**EXCERPTED TEXT**

-=-=-=-=-

The Last Fruit of Summer


Elizabeth JanoskiEvery year we say we’re going to do it. We’re going to fix the netting covering our blueberry patch. Every year we never get a “round-to-it”. Once again I am in a race to beat the robins and the doves to the last bushes now ripening.

Blueberries are easy to pick. The ripest berries roll easily off the stem with a gentle twist of finger and thumb. They are a good size so the basket fills pretty quickly. I listen to the birds twittering about my invasion of their patch and remember one of the first activities I did with my mother-on-law.

About two weeks before our late August wedding, my soon-to-be mother-in-law decided we should go pick blueberries. She’d given us a freezer as a wedding gift and was rather determined to fill it so off we went over hill and dale to a wonderful commercial blueberry patch where the picking was easy. Martha had brought a selection of buckets and her goal was to fill them all. We had made a pretty good start of it when the skies opened up. I will never forget her standing in the pouring rain, a clear plastic rain bonnet her only protection, as we waited to have the buckets weighed and make payment. When thunder rumbled in the distance, she urged me to go to the car because her son would never forgive her if I got struck by lightning. I, on the other hand, was pretty sure I didn’t want to explain to my fiancée and his family that the mother of the groom had drowned in the deluge that was coming down on our heads. So we waited, laughing in the pouring rain as our blueberries began to float in the buckets filling up with water. “We may not have to wash these,” she remarked.

About the last thing I did with my mother-in-law before she became too ill to move around outside was pick blueberries in our own patch. It was a bright, sunny day. I was still weak from surgery and the course of chemotherapy I’d just finished, so neither of us were in good shape. We supported each other as we toddled out to the patch, her with her bucket, me with my basket, and my Border Collie pup, Robin. We took turns telling the other, “You should go sit down. I’ll finish this.”

Martha, had put her pail on the ground so she could steady herself with one hand while picking with the other, just glancing out of the corner of her eye at her bucket as she dropped handfuls of blueberries. It took her a while to realize why her bucket wasn’t filling as it should. “Oh, Robin,” she exclaimed, which was a phrase that had become something of a mantra around our house since this busy pup had arrived. Robin had acquired a taste for blueberries and he was slurping them out of her bucket as fast as she could pick them.

Robin still loves to go to the blueberry patch. I keep my basket safely on my arm as is my habit, listening to the birds chatter about the invaders. Like his namesake, Robin flits from bush to bush looking for ripe berries on a low hanging branch. “Oh, Robin,” I whisper, partway between laughter and tears. “Martha’s watching you.”

-=-=-=-=-

**ASSIGNMENT**
Please rewrite the blueberry-picking essay starting with "The Last Fruit" and going on through "bushes now ripening.", putting "mesh" in place of "netting".

-=-=-=-=-

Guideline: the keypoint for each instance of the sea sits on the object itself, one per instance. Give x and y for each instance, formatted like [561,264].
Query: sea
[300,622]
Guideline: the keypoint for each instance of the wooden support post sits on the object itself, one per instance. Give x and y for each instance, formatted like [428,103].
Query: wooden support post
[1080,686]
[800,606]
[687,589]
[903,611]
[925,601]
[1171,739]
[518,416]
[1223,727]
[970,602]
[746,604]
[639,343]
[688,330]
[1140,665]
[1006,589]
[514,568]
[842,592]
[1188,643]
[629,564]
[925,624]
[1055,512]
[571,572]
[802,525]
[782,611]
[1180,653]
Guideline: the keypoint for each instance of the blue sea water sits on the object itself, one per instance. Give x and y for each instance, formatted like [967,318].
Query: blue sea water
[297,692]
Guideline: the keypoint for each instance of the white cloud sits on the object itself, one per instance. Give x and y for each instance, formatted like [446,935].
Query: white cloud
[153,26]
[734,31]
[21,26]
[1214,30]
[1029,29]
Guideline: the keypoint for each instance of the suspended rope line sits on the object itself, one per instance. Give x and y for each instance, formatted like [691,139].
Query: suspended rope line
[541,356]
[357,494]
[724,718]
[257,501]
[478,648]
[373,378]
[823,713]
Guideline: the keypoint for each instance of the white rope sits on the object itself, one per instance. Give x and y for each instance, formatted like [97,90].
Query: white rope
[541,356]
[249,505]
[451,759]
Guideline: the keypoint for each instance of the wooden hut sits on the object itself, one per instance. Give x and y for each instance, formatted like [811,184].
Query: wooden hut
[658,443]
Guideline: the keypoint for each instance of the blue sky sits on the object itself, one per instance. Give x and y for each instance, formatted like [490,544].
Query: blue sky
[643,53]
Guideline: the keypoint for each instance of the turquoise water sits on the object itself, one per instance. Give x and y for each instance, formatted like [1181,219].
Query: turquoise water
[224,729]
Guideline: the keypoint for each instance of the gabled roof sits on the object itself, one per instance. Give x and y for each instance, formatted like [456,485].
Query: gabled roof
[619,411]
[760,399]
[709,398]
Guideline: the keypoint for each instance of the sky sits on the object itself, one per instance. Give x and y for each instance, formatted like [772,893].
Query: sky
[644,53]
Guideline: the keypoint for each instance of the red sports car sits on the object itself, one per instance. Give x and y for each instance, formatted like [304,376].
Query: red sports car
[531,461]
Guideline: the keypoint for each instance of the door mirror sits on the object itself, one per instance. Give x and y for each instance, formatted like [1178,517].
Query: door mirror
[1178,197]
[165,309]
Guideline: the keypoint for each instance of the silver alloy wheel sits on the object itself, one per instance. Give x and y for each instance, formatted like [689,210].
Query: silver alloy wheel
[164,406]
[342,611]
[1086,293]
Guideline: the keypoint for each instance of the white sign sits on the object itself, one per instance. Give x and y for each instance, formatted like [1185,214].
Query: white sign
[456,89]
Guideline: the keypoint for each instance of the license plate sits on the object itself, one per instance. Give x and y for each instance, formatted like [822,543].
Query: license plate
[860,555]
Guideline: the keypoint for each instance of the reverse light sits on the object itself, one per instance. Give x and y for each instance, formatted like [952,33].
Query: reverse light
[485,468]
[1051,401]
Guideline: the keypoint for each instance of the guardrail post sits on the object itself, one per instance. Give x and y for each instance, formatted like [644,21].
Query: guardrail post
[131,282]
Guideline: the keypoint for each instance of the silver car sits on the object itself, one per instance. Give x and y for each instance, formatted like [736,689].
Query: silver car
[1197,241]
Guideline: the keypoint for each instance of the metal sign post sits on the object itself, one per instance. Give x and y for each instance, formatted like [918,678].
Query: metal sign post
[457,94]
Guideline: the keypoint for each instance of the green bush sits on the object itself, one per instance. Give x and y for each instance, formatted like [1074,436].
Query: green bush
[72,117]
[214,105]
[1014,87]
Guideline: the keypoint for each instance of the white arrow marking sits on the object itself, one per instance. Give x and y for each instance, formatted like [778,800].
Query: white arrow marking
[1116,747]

-=-=-=-=-

**SOLUTION**
The Last Fruit of Summer


Elizabeth JanoskiEvery year we say we’re going to do it. We’re going to fix the mesh covering our blueberry patch. Every year we never get a “round-to-it”. Once again I am in a race to beat the robins and the doves to the last bushes now ripening.